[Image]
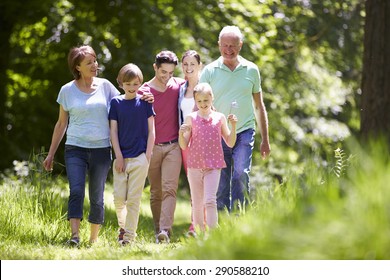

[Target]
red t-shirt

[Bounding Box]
[139,77,185,144]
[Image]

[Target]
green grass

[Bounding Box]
[0,139,390,260]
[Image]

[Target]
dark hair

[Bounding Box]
[68,45,96,80]
[181,50,201,64]
[154,51,179,68]
[116,63,144,87]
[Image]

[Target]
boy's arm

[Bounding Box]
[221,114,237,148]
[179,116,192,150]
[110,120,124,172]
[146,116,156,162]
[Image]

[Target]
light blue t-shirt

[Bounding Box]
[199,56,261,133]
[57,78,120,148]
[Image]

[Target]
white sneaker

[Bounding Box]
[157,230,170,243]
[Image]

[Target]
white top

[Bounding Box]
[180,97,195,120]
[57,78,120,148]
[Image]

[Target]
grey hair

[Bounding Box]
[218,25,244,41]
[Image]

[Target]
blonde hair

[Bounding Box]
[194,83,214,100]
[116,63,144,87]
[68,45,96,80]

● **Goal**:
Give every line of the items above as a numbered list, leaving out blank lines and all picture lines.

● **Task output**:
1. [Image]
2. [Target]
3. red t-shirt
4. [Bounding Box]
5. [139,77,185,144]
6. [Image]
7. [Target]
8. green grass
9. [Bounding Box]
10. [0,139,390,260]
11. [Image]
12. [Target]
13. dark hair
14. [Bounding Box]
15. [68,45,96,80]
16. [181,50,201,64]
17. [154,51,179,68]
18. [116,63,144,87]
19. [Image]
20. [Target]
21. boy's arm
22. [Bounding Box]
23. [221,114,237,148]
24. [179,116,192,150]
25. [110,120,124,172]
26. [146,116,156,162]
27. [Image]
28. [Target]
29. light blue t-shirt
30. [Bounding Box]
31. [199,56,261,133]
32. [57,78,120,148]
33. [Image]
34. [Target]
35. white sneaker
36. [Bounding Box]
37. [157,230,170,243]
38. [Image]
39. [Target]
40. white top
41. [Bounding Box]
42. [180,97,195,120]
43. [57,78,120,148]
44. [Image]
45. [Target]
46. grey hair
47. [Bounding Box]
48. [218,25,244,41]
49. [Image]
50. [Target]
51. blonde hair
52. [Bounding Box]
53. [194,83,214,100]
54. [116,63,144,87]
55. [68,45,96,80]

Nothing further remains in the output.